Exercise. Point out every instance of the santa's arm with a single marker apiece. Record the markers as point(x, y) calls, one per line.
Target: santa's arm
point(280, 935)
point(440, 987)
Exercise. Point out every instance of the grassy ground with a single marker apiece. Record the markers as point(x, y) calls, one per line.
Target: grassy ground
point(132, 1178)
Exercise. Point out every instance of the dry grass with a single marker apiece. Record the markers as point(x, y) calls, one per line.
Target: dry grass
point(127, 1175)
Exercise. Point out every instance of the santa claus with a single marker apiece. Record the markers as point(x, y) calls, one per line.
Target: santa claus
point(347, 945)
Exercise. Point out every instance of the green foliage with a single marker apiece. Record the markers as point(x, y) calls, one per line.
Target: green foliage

++++++

▸ **PROBLÈME À RÉSOUDRE**:
Pouvez-vous présenter toutes les lignes des données ci-dessus sous forme de liste numérotée, en omettant les lignes vides ?

▸ **RÉSULTAT DE LA TÂCHE**:
1. Exercise. Point out every instance of the santa's arm with a single marker apiece. Record the markers as point(x, y) calls, one per line.
2. Target: santa's arm
3. point(280, 935)
4. point(440, 987)
5. Exercise. Point out every instance of the grassy ground with a single marker apiece. Record the markers as point(x, y) calls, one per line.
6. Target: grassy ground
7. point(132, 1178)
8. Exercise. Point out every instance of the dry grass with a single marker apiece. Record the markers as point(x, y) calls, one per line.
9. Target: dry grass
10. point(127, 1175)
11. Exercise. Point out every instance of the santa claus with a single marker apiece. Record the markers as point(x, y) calls, one per line.
12. Target: santa claus
13. point(347, 945)
14. Exercise. Point out every instance of the green foliage with a single marker apiece. Record the markers as point(x, y) calls, one per line.
15. Target: green foliage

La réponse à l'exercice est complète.